-------- Data excerpts

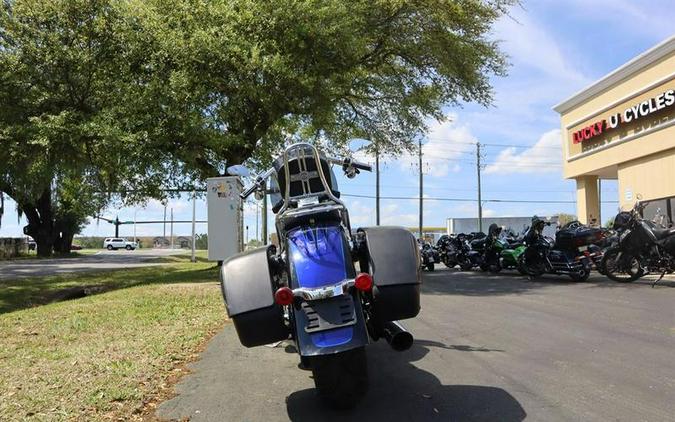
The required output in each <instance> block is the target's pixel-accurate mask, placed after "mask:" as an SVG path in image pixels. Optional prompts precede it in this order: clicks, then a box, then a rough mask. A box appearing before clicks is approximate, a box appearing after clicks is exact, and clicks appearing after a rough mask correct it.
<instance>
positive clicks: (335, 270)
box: [287, 224, 368, 356]
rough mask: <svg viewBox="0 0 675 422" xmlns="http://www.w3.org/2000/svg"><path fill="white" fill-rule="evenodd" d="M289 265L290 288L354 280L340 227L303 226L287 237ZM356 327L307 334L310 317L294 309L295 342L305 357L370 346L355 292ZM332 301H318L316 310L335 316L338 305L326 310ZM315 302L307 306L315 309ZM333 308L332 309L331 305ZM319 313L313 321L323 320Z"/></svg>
mask: <svg viewBox="0 0 675 422" xmlns="http://www.w3.org/2000/svg"><path fill="white" fill-rule="evenodd" d="M287 250H288V261H289V269H290V279H289V283H290V287H291V288H299V287H302V288H310V289H312V288H318V287H325V286H330V285H335V284H337V283H340V282H342V281H344V280H346V279H351V278H354V276H355V271H354V264H353V263H352V257H351V251H350V249H349V244H348V243H347V239H346V237H345V233H344V230H343V228H342V227H341V226H340V225H337V224H336V225H325V226H302V227H298V228H297V229H295V230H292V231H291V232H289V234H288V248H287ZM350 294H352V299H353V304H354V315H355V323H354V324H352V325H347V326H341V327H336V328H330V329H327V330H323V331H314V332H307V331H306V329H305V328H306V327H307V326H308V325H309V317H308V315H307V314H306V313H305V310H304V309H305V308H303V306H294V307H293V308H292V314H293V315H292V316H293V324H294V331H295V340H296V344H297V347H298V351H299V352H300V354H301V355H302V356H316V355H323V354H332V353H337V352H341V351H345V350H349V349H354V348H357V347H361V346H364V345H366V344H368V333H367V330H366V326H365V321H364V317H363V309H362V308H361V299H360V297H359V295H358V294H357V293H356V292H354V293H350ZM330 301H331V299H327V300H322V301H317V302H314V303H318V306H317V309H313V310H312V311H315V310H318V309H320V307H322V306H323V307H324V311H325V312H326V313H330V314H333V315H336V314H335V312H338V313H339V311H340V309H339V306H340V305H339V304H337V303H336V304H335V305H334V306H335V307H330V308H325V306H327V305H326V304H327V303H330ZM312 303H313V302H307V305H310V306H311V305H312ZM331 306H332V305H331ZM320 316H321V313H320V312H317V313H316V314H313V315H312V318H316V317H320Z"/></svg>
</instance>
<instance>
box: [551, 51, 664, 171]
mask: <svg viewBox="0 0 675 422" xmlns="http://www.w3.org/2000/svg"><path fill="white" fill-rule="evenodd" d="M671 89H675V52H673V53H671V54H670V55H668V56H667V57H666V58H664V59H662V60H660V61H658V62H656V63H654V64H652V65H651V66H649V67H647V68H646V69H643V70H642V71H640V72H639V73H638V74H636V75H634V76H632V77H630V78H628V79H627V80H625V81H622V82H621V83H620V84H618V85H616V86H614V87H613V88H611V89H608V90H607V91H605V92H603V93H602V94H600V95H597V96H595V97H594V98H592V99H589V100H588V101H587V102H585V103H583V104H580V105H579V106H578V107H576V108H574V109H571V110H569V111H568V112H566V113H564V114H563V115H562V116H561V117H562V128H563V144H564V146H565V148H563V154H564V158H565V160H564V163H563V172H564V176H565V177H566V178H572V177H576V176H579V175H583V174H597V173H599V172H598V170H600V169H603V168H605V167H610V166H616V165H618V164H619V163H622V162H625V161H628V160H634V159H637V158H639V157H642V156H645V155H650V154H654V153H657V152H660V151H663V150H664V149H672V148H675V106H669V107H665V108H663V109H662V110H659V111H657V112H654V113H651V114H650V115H649V116H646V117H643V118H640V119H637V120H635V119H634V120H633V121H632V122H630V123H621V124H619V126H618V127H617V128H616V129H609V130H605V131H604V133H603V134H602V135H601V136H596V137H594V138H592V140H587V141H583V142H580V143H576V144H575V143H574V136H573V134H574V133H575V132H576V131H578V130H580V129H582V128H584V127H587V126H589V125H592V124H593V123H596V122H598V121H601V120H605V119H608V118H609V116H611V115H615V114H617V113H622V112H623V111H624V110H626V109H627V108H629V107H631V106H634V105H637V104H640V103H641V102H642V101H645V100H647V99H650V98H654V97H657V96H658V95H659V94H661V93H663V92H666V91H668V90H671Z"/></svg>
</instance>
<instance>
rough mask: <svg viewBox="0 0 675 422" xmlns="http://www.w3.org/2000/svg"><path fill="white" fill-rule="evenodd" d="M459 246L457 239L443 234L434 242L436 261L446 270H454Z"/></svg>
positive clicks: (448, 235) (456, 261) (455, 236)
mask: <svg viewBox="0 0 675 422" xmlns="http://www.w3.org/2000/svg"><path fill="white" fill-rule="evenodd" d="M458 247H459V245H458V242H457V237H456V236H454V235H450V236H449V235H447V234H444V235H443V236H441V237H440V238H439V239H438V241H437V242H436V251H437V252H438V260H439V261H440V262H442V263H443V264H445V266H446V267H448V268H454V267H455V266H456V265H457V249H458Z"/></svg>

----------------

● **What is needed**
Copy every row above word for word, leaving out the pictures.

● **Reply**
The required output in each <instance> block is the target's pixel-accurate mask, placed after "mask:" as an SVG path in image pixels. Optional prompts precede it in this order: clicks, then a box, then a rough mask. A box appearing before clicks is approximate, a box appearing after clicks is exact, and clicks appearing after a rough mask correct it.
<instance>
positive clicks: (335, 270)
box: [287, 224, 368, 356]
rough mask: <svg viewBox="0 0 675 422" xmlns="http://www.w3.org/2000/svg"><path fill="white" fill-rule="evenodd" d="M289 265L290 288L354 280L340 227L303 226L287 237ZM356 327L307 334L310 317L294 309L295 342L305 357L370 346L355 292ZM332 301H318L316 310L335 316L338 305L326 310ZM315 302L307 306L315 309ZM333 308L332 309L331 305ZM319 313L313 321L323 320Z"/></svg>
mask: <svg viewBox="0 0 675 422" xmlns="http://www.w3.org/2000/svg"><path fill="white" fill-rule="evenodd" d="M287 250H288V261H289V269H290V279H289V283H290V287H291V288H299V287H302V288H310V289H312V288H318V287H325V286H330V285H335V284H337V283H340V282H342V281H344V280H346V279H351V278H354V276H355V271H354V264H353V263H352V257H351V251H350V249H349V244H348V243H347V239H346V237H345V233H344V230H343V228H342V227H341V226H340V225H337V224H336V225H325V226H302V227H298V228H297V229H295V230H292V231H291V232H289V234H288V248H287ZM350 294H352V299H353V304H354V315H355V323H354V324H352V325H347V326H341V327H336V328H330V329H327V330H323V331H314V332H307V331H306V329H305V328H306V327H307V326H308V325H309V317H308V315H307V314H306V313H305V310H304V309H305V308H303V306H294V307H293V308H292V314H293V315H292V316H293V324H294V331H295V340H296V344H297V347H298V351H299V352H300V354H301V355H302V356H316V355H323V354H332V353H337V352H341V351H345V350H349V349H354V348H357V347H361V346H364V345H366V344H368V333H367V330H366V326H365V321H364V317H363V309H362V308H361V299H360V297H359V295H358V294H357V293H356V292H354V293H350ZM330 301H331V299H327V300H322V301H317V302H314V303H318V306H317V309H313V310H312V311H315V310H318V309H320V307H322V306H323V307H324V311H325V312H326V313H330V314H333V315H336V314H335V312H338V313H339V311H340V309H339V306H340V305H339V304H337V303H336V304H335V305H334V306H335V307H330V308H325V306H327V305H326V304H327V303H330ZM312 303H313V302H307V305H310V306H311V305H312ZM331 306H332V305H331ZM320 316H321V313H320V312H317V313H316V314H313V315H312V318H316V317H320Z"/></svg>
</instance>
<instance>
box: [551, 51, 664, 171]
mask: <svg viewBox="0 0 675 422" xmlns="http://www.w3.org/2000/svg"><path fill="white" fill-rule="evenodd" d="M671 89H675V52H673V53H671V54H670V55H668V56H667V57H666V58H664V59H662V60H660V61H658V62H656V63H654V64H652V65H651V66H649V67H647V68H646V69H643V70H642V71H640V72H639V73H638V74H636V75H634V76H632V77H630V78H628V79H627V80H625V81H622V82H621V83H620V84H618V85H616V86H614V87H613V88H611V89H608V90H607V91H605V92H603V93H602V94H600V95H597V96H595V97H594V98H592V99H589V100H588V101H587V102H585V103H583V104H580V105H579V106H578V107H576V108H574V109H571V110H569V111H568V112H566V113H564V114H563V115H562V116H561V117H562V128H563V144H564V146H565V148H563V154H564V158H565V160H564V163H563V172H564V176H565V177H566V178H572V177H576V176H579V175H583V174H597V173H599V172H598V170H600V169H603V168H605V167H610V166H616V165H618V164H619V163H622V162H625V161H628V160H634V159H637V158H639V157H642V156H645V155H650V154H654V153H657V152H660V151H663V150H664V149H672V148H675V106H669V107H665V108H663V109H662V110H659V111H657V112H654V113H651V114H650V115H649V116H646V117H643V118H640V119H637V120H635V119H634V120H633V121H632V122H630V123H621V124H619V126H618V127H617V128H616V129H609V130H605V131H604V133H603V134H602V135H601V136H596V137H594V138H592V140H587V141H583V142H580V143H576V144H575V143H574V136H573V134H574V133H575V132H576V131H578V130H580V129H582V128H584V127H587V126H589V125H592V124H593V123H596V122H598V121H601V120H605V119H608V118H609V116H611V115H615V114H617V113H622V112H623V111H624V110H626V109H627V108H629V107H631V106H634V105H637V104H640V103H641V102H642V101H645V100H647V99H650V98H654V97H657V96H658V95H659V94H661V93H663V92H666V91H668V90H671Z"/></svg>
</instance>
<instance>
rough mask: <svg viewBox="0 0 675 422" xmlns="http://www.w3.org/2000/svg"><path fill="white" fill-rule="evenodd" d="M459 246L457 239L443 234L434 242L436 261L446 270H454Z"/></svg>
positive clicks: (448, 235) (456, 261) (455, 236)
mask: <svg viewBox="0 0 675 422" xmlns="http://www.w3.org/2000/svg"><path fill="white" fill-rule="evenodd" d="M458 247H459V245H458V242H457V237H456V236H454V235H450V236H449V235H447V234H444V235H443V236H441V237H440V238H439V239H438V241H437V242H436V251H437V252H438V260H439V261H440V262H442V263H443V264H445V266H446V267H448V268H454V267H455V266H456V265H457V249H458Z"/></svg>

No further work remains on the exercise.